** Alıntı metin **
=-=-=

Bir tarafta terörist başının adamları olarak nam salan sözde akil adamların AKP iktidarına PKK'nın taleplerini sunduğu rapor, diğer yanda ise AKP'nin "içinde herkes için birşey olacak" palavrası ile açıkladığı paket. İkisi arasında herhangi bir fark görebilen var mı? Hani demokratikleşme paketi PKK'nın talepleri değildi?

Adeta bir sayfanın iki yüzü gibi, aynı konular Kandil ve İmralı'dan çıkıp bugün AKP eliyle Türkiye'nin bölünmesinin reçetesi olarak sunulmaya başlanmıştır.

Terörist başı istedi, AKP adı akil kendi zavallı adamları bir araya getirdi, sonra bunları devletin imkanlarıyla PKK'nın meşrulaştırılmasına aracılık etsinler diye karış karış ülkeyi dolaştırttı. Akabinde bu adamlar AKP'ye hayata geçirilmesi temennisi ile birçok madde sundu ve terörist başı da bu çalışmayı "memnuniyetle" karşıladığını söyledi. Şimdi AKP ne yaptı? Kendisine sunulan ve özünde PKK'nın talepleri olan ne varsa onları hayata geçirmeye başladı.

=-=-=

** Verilen bilgiler **
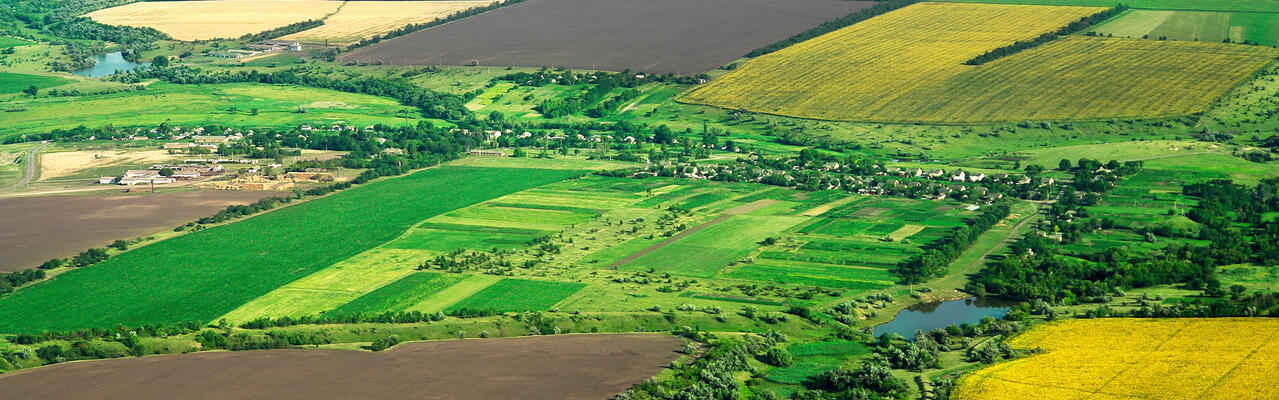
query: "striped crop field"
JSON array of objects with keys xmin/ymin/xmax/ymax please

=-=-=

** İstek 1 **
Akil adamların raporu ile demokratikleşme paketini karşılaştıran metne göre terörist başı, akil adamların yaptığı çalışmayı nasıl karşıladığını söylemiştir?
** İstek 2 **
Akil adamların raporu ile demokratikleşme paketini karşılaştıran metni, son cümlesinden sonra devam ettirin.

** Yazılı yanıt 1 **
Çalışmayı "memnuniyetle" karşıladığını söylemiştir.

** Yazılı yanıt 2 **
Bakmayın siz bugünlerde PKK ve BDP kanadından gelen paketle alakalı sözüm ona eleştirilerine. Hallerinden gayet memnunlar. Zira onların gerçekte düşündükleri temel mesele, demokratikleşme paketinde yer alan konuların son derece olumlu ancak eksik olduğudur. Ancak kendileri adına endişeye mahal verecek bir durum olamadığının da bilincindeler, zaman içerisinde AKP'den talep ettikleri ve terörist başını salı vermeden tutun da özerkliğe kadar varan bir çok konunun hayata geçeceklerini çok iyi biliyorlar.

Türk Milleti'nin Talepleri Yok Sayıldı

Başbakan Erdoğan boşu boşuna paketle ilgili "bu ne ilk nede son olacak" derken kast ettiği konu da zaten burayı işaret ediyor. Ama illa ki merak ediyor ve bundan sonraki aşamalarda acaba AKP daha başka neyi açıklayacak diye düşünüyorsanız, buyurun bi zahmet terörist başını temsil eden sözde akil adamların AKP'ye sunduğu raporlarını bir kez daha gözden geçirin. Böylelikle Türkiye adım adım ne derecede büyük bir felakete doğru sürükleniyor kesin bir şekilde anlarsınız.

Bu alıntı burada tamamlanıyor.